Wonder which part of Batman’s belt holds the bat-shaped throat lozenges he uses after speaking in his tough voice for long periods of time.
waiter : here’s your bread for the table
table : nom nom nom delicious
OBI WAN KENOBI: These are not the droids you’re looking for
GUARD: [licks lips] I’m not looking for droids handsome
My date didn’t go as planned and now I don’t know what to do with this kiddie pool full of nacho cheese.
Me: You’re asking me to do this work today? On the Friday of Friday? The AUDACITY.
Boss: Again, it’s called Thursday…
“Lloyd, could you keep your eyes on the road, please?” Oh. Yea. Good thinkin’. Can’t be too careful. A lot of bad drivers out there.
I just finished cleaning the house for Thanksgiving, so if you’re looking for my family they’ll be in the backyard until Thursday.
Roses are red, I stole them from the neighbor’s garden.
~poetry
[About to sign divorce papers] and I definitely get to keep this pen?
“Beat up anybody you see drinking 7UP”
-first rule of Sprite Club
FRIEND: Women want guys who take charge
ME: ok
[later]
WAITER: [to date] Ready to-
ME: [shoves waiter and grabs notepad] Ready to order?
Remember before social media when we foolishly wished we could read people’s thoughts?
Do I have to wear real clothes?
-my kid on the last day of school
brain: did we get anything done this weekend?
me: no
brain: ok then at least we relaxed
me: somehow also no
Returning my uneaten fries to McDonald’s for store credit
I just got really sad thinking about Voldemort trying to enjoy a nice day at the beach but his sunglasses won’t stay on his face
BOSS: I’m firing you.
ME: Thank heavens!
BOSS: Why else would I call you here?
ME: Thought I was losing my job *puts on helmet*
BOSS: Lol. No. *helps me into cannon* Who else would do this?
15: Geez. You make me never want to have a girlfriend.
Me: Joke’s on you, bud, I make a lot of men decide they don’t want a girlfriend.
I told my therapist what you said and she’s gonna call your therapist and you’re in big trouble
If you’re ever wondering if you and your spouse are on the same page fold a large blanket together. You’ll have your answer quickly.
Them: Anytime my friend!
Me: Ok, get your calendar out, I’m going to block out some times
Ninjas owed people money. You don’t get that good at hiding without owing people money.
“Where do you see yourself in 5 lives?” (Dalai Lama job interview)

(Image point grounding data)
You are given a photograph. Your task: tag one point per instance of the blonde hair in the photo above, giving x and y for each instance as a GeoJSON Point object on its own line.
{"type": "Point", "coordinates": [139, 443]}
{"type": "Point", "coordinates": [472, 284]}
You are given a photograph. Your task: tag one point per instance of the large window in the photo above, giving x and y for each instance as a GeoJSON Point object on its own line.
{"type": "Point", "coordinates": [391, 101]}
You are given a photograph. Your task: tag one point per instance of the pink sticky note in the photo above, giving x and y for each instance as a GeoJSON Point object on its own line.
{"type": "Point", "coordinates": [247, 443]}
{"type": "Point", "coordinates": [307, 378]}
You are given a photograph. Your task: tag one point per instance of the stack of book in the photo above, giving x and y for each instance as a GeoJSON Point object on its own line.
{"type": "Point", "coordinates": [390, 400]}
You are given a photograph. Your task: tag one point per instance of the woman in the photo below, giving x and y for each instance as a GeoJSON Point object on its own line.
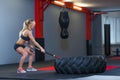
{"type": "Point", "coordinates": [25, 36]}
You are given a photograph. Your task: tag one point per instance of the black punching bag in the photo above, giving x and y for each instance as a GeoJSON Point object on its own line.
{"type": "Point", "coordinates": [107, 39]}
{"type": "Point", "coordinates": [64, 22]}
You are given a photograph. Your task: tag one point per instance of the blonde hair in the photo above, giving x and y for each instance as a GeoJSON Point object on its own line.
{"type": "Point", "coordinates": [25, 25]}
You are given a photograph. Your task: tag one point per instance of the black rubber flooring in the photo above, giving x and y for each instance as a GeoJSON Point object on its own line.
{"type": "Point", "coordinates": [9, 72]}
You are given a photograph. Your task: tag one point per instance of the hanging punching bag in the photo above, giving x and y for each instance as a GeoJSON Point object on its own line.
{"type": "Point", "coordinates": [64, 22]}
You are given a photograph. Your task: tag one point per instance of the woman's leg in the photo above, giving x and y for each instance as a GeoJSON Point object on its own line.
{"type": "Point", "coordinates": [24, 54]}
{"type": "Point", "coordinates": [31, 57]}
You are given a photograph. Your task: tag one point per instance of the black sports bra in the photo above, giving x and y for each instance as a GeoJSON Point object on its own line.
{"type": "Point", "coordinates": [25, 38]}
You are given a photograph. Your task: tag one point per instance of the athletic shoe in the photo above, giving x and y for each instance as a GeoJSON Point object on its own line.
{"type": "Point", "coordinates": [31, 69]}
{"type": "Point", "coordinates": [21, 71]}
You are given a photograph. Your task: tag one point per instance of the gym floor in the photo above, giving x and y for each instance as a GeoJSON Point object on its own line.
{"type": "Point", "coordinates": [8, 72]}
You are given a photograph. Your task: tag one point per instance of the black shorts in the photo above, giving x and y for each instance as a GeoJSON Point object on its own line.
{"type": "Point", "coordinates": [17, 45]}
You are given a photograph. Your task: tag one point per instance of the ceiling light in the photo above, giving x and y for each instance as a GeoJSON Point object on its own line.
{"type": "Point", "coordinates": [78, 8]}
{"type": "Point", "coordinates": [67, 0]}
{"type": "Point", "coordinates": [81, 4]}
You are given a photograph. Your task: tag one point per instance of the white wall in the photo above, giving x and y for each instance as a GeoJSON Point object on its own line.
{"type": "Point", "coordinates": [75, 45]}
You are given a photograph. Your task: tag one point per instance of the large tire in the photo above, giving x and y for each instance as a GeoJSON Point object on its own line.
{"type": "Point", "coordinates": [80, 65]}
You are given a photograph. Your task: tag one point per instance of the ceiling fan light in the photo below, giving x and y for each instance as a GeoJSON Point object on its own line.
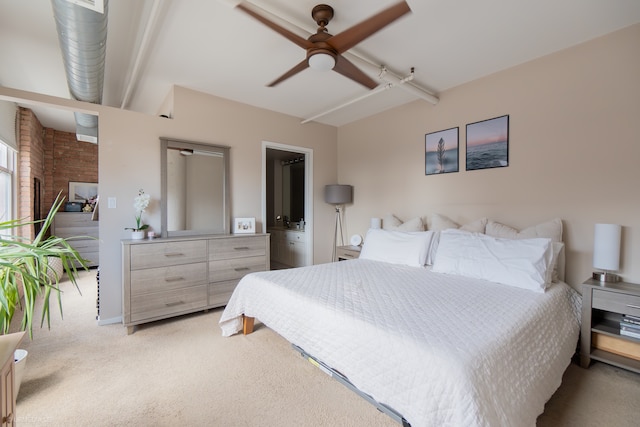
{"type": "Point", "coordinates": [322, 62]}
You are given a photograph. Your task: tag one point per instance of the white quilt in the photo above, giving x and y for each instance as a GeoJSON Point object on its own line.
{"type": "Point", "coordinates": [442, 350]}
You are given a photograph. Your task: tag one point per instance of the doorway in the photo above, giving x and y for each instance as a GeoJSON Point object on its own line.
{"type": "Point", "coordinates": [287, 203]}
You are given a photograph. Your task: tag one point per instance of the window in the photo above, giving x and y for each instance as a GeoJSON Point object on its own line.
{"type": "Point", "coordinates": [7, 174]}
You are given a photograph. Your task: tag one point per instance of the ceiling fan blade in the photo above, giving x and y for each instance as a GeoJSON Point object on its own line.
{"type": "Point", "coordinates": [354, 35]}
{"type": "Point", "coordinates": [295, 70]}
{"type": "Point", "coordinates": [347, 69]}
{"type": "Point", "coordinates": [300, 41]}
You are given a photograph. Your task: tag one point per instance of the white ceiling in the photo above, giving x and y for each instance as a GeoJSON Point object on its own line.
{"type": "Point", "coordinates": [209, 46]}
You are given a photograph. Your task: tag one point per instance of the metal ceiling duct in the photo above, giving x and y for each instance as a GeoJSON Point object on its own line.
{"type": "Point", "coordinates": [82, 34]}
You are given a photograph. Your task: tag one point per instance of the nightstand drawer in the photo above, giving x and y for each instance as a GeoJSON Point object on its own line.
{"type": "Point", "coordinates": [616, 302]}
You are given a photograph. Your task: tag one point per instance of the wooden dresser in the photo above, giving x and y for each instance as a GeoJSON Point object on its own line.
{"type": "Point", "coordinates": [169, 277]}
{"type": "Point", "coordinates": [79, 224]}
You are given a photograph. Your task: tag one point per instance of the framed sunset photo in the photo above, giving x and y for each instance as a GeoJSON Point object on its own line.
{"type": "Point", "coordinates": [488, 144]}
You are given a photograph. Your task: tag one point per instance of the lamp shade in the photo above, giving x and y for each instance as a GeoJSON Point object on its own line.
{"type": "Point", "coordinates": [606, 246]}
{"type": "Point", "coordinates": [337, 194]}
{"type": "Point", "coordinates": [376, 223]}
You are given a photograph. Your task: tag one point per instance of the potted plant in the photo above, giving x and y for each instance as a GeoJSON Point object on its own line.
{"type": "Point", "coordinates": [27, 270]}
{"type": "Point", "coordinates": [140, 204]}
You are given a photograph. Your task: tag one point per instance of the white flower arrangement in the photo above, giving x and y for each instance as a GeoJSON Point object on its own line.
{"type": "Point", "coordinates": [140, 204]}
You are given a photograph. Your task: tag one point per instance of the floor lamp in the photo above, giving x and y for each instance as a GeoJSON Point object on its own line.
{"type": "Point", "coordinates": [338, 195]}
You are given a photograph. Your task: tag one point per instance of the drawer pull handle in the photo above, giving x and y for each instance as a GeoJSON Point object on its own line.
{"type": "Point", "coordinates": [173, 304]}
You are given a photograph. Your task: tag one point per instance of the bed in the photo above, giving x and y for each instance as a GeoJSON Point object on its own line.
{"type": "Point", "coordinates": [422, 337]}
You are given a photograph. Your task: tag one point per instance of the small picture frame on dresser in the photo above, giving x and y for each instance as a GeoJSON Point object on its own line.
{"type": "Point", "coordinates": [244, 226]}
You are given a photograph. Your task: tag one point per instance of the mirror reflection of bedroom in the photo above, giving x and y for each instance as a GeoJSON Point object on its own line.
{"type": "Point", "coordinates": [285, 203]}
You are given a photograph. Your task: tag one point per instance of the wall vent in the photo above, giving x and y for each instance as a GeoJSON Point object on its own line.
{"type": "Point", "coordinates": [95, 5]}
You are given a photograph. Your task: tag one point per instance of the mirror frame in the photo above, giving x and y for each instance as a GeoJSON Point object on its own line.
{"type": "Point", "coordinates": [172, 143]}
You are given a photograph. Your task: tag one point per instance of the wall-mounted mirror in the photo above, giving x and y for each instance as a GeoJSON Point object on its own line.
{"type": "Point", "coordinates": [195, 188]}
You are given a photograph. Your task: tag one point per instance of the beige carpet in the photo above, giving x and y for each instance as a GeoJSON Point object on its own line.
{"type": "Point", "coordinates": [182, 372]}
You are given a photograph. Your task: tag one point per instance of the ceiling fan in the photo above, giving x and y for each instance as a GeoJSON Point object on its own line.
{"type": "Point", "coordinates": [324, 51]}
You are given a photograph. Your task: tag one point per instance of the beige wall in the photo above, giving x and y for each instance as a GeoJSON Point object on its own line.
{"type": "Point", "coordinates": [574, 151]}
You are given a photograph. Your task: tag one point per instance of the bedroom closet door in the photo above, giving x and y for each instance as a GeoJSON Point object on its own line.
{"type": "Point", "coordinates": [287, 199]}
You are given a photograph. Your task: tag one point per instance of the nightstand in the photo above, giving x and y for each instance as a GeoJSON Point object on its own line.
{"type": "Point", "coordinates": [347, 252]}
{"type": "Point", "coordinates": [603, 305]}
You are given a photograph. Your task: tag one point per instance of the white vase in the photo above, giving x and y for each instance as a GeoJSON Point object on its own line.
{"type": "Point", "coordinates": [20, 360]}
{"type": "Point", "coordinates": [137, 235]}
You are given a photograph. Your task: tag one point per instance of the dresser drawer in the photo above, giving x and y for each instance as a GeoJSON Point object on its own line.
{"type": "Point", "coordinates": [174, 277]}
{"type": "Point", "coordinates": [167, 253]}
{"type": "Point", "coordinates": [235, 269]}
{"type": "Point", "coordinates": [294, 236]}
{"type": "Point", "coordinates": [220, 292]}
{"type": "Point", "coordinates": [616, 302]}
{"type": "Point", "coordinates": [173, 302]}
{"type": "Point", "coordinates": [237, 247]}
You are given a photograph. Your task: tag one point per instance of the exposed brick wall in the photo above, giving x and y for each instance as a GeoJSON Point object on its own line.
{"type": "Point", "coordinates": [71, 160]}
{"type": "Point", "coordinates": [54, 157]}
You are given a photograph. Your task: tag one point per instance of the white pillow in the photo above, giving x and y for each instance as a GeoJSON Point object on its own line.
{"type": "Point", "coordinates": [523, 263]}
{"type": "Point", "coordinates": [441, 222]}
{"type": "Point", "coordinates": [392, 222]}
{"type": "Point", "coordinates": [551, 229]}
{"type": "Point", "coordinates": [397, 247]}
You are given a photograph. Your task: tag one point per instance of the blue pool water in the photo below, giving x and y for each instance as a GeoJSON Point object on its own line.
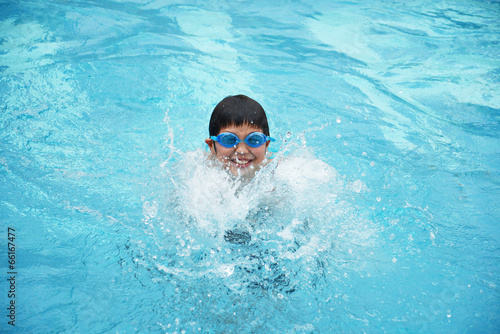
{"type": "Point", "coordinates": [381, 216]}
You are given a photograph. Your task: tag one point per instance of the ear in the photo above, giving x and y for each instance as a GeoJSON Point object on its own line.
{"type": "Point", "coordinates": [211, 145]}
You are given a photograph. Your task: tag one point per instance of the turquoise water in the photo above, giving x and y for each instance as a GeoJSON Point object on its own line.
{"type": "Point", "coordinates": [378, 214]}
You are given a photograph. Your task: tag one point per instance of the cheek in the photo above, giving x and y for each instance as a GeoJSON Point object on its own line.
{"type": "Point", "coordinates": [259, 154]}
{"type": "Point", "coordinates": [223, 153]}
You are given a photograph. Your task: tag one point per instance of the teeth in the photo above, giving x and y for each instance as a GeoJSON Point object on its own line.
{"type": "Point", "coordinates": [240, 162]}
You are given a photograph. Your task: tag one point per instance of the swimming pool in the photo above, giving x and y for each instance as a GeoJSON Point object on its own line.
{"type": "Point", "coordinates": [384, 216]}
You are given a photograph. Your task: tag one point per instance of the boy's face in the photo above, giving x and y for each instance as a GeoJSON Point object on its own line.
{"type": "Point", "coordinates": [241, 159]}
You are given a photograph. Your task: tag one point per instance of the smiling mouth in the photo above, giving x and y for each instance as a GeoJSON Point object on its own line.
{"type": "Point", "coordinates": [241, 163]}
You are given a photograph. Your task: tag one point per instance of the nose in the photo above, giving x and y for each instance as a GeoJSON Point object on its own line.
{"type": "Point", "coordinates": [242, 148]}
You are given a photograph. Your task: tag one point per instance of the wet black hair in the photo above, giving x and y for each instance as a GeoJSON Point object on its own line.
{"type": "Point", "coordinates": [238, 110]}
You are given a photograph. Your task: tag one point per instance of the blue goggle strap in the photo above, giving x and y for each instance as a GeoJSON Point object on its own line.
{"type": "Point", "coordinates": [238, 140]}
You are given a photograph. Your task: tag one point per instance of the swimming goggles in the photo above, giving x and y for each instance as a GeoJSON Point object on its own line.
{"type": "Point", "coordinates": [228, 139]}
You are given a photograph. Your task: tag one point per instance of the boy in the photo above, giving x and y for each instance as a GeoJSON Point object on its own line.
{"type": "Point", "coordinates": [239, 134]}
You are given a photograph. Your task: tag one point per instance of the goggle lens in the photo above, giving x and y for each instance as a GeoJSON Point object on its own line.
{"type": "Point", "coordinates": [228, 139]}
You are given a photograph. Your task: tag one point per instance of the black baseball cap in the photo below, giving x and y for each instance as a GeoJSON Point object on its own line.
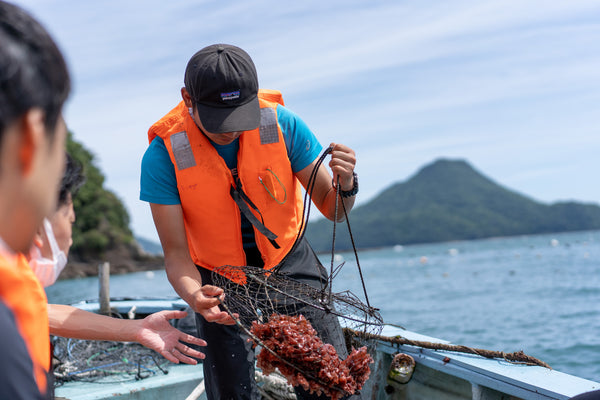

→ Set of tasks
1 – List every brand name of a drink or restaurant that appears in the collection of jokes.
2 – Set down the part of the collection of jokes from "Do I have to" to "call you here?", copied word for word.

→ Expected results
1 – 7UP, Sprite, McDonald's

2 –
Do I have to wear real clothes?
-my kid on the last day of school
brain: did we get anything done this weekend?
me: no
brain: ok then at least we relaxed
me: somehow also no
Returning my uneaten fries to McDonald’s for store credit
I just got really sad thinking about Voldemort trying to enjoy a nice day at the beach but his sunglasses won’t stay on his face
BOSS: I’m firing you.
ME: Thank heavens!
BOSS: Why else would I call you here?